# [Prompt]
In the article below about artistic license and misinformation, explain why the glacier tweet "doesn't" show how much one glacier had melted over the last decade.

# [Extract provided]
########################################
‘Artistic license’ or misinformation?
It would be a dull world if creative types weren’t allowed artistic license — the leeway to interpret something without being strictly factual.
However, if someone wants to make a point about a real issue but plays fast and loose with the facts, does artistic license become misinformation?
Two recent examples raise that question.
The Post parody
The activist artist troupe the Yes Men produced a fake issue of The Washington Post with a front page story declaring that President Donald Trump had resigned and made a hasty retreat from the White House. The realistic-looking “newspaper,” with a publication date of May 1, 2019, was handed out at a number of locations around Washington, including in front of the White House, on Jan. 16.
— Adrienne Shih👩🏻💻 (@adrienneshih) January 16, 2019
In a world where “fake news,” altered images and viral rumors are the order of the day, the fake issue of the Post was presented as political satire, a way to capture attention about real issues in a way that, after a moment or two, leaves no doubt that it is a parody. But does it count as “fake news”?
While the fake Post was widely criticized (including by the Post itself), its defenders saw the Yes Men’s work as clearly a parody: “It’s not intended to deceive people forever or to inspire violence,” April Glaser wrote in Slate. “It’s intended to force someone who sees it to do a double take and consider what it would mean if this headline were an account of actual political events. It’s satire and exaggeration.”
Meanwhile, the #10yearschallenge meme was sweeping social media, with people posting photos of themselves 10 years ago next to current images. Environmentalists saw this meme as an opportunity to starkly illustrate the effects of climate change.
But some of those side-by-side images were faked — including this tweet from Jan. 14, which garnered nearly half a million “likes” and was shared nearly 370,000 times over a couple of days:
It claims to show how much one glacier had melted over the last decade. It doesn’t.
The photos are literally from opposite ends of the Earth and were taken only two years apart. The NASA photo (left) is from Antarctica in 2016. The National Snow and Ice Data Center image (right) is from the Arctic in 2018.
########################################
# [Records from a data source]
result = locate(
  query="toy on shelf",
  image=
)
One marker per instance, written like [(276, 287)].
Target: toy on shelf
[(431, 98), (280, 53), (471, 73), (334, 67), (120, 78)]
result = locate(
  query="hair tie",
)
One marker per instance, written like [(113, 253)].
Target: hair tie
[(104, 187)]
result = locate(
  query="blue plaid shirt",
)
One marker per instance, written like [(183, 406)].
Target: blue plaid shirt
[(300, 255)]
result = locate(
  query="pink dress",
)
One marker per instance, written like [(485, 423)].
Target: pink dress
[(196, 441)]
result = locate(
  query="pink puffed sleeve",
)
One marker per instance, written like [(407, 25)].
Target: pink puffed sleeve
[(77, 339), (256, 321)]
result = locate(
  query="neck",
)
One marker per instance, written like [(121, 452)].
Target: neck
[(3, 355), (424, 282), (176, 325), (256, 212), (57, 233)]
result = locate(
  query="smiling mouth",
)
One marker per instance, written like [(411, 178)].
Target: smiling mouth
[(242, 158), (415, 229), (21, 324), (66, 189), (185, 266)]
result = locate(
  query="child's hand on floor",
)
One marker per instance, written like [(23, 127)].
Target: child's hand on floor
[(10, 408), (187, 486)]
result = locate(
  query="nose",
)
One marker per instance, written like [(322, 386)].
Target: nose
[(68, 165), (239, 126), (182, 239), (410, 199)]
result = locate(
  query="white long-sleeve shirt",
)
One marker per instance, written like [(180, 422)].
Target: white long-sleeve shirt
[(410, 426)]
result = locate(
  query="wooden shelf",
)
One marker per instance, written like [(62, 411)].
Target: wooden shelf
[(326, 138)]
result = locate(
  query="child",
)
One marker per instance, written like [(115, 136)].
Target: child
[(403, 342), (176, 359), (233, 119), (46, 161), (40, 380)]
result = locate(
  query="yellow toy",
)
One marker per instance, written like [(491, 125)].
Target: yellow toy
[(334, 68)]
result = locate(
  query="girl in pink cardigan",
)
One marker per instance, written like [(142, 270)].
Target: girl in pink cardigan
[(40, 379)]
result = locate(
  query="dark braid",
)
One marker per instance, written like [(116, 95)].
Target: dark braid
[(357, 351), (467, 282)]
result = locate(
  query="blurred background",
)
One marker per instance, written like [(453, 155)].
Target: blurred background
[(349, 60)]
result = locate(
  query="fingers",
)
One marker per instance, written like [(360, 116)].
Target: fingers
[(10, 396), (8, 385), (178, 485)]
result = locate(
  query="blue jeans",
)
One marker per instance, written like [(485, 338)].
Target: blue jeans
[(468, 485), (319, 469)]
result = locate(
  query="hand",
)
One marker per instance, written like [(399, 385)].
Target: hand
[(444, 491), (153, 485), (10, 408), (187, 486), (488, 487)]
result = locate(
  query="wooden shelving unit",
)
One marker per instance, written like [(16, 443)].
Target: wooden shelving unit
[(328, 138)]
########################################
# [Solution for this task]
The two photos don't show the same glacier over ten years. The NASA photo on the left was taken in Antarctica in 2016, and the National Snow and Ice Data Center image on the right was taken in the Arctic in 2018, so they come from opposite ends of the Earth and are only two years apart.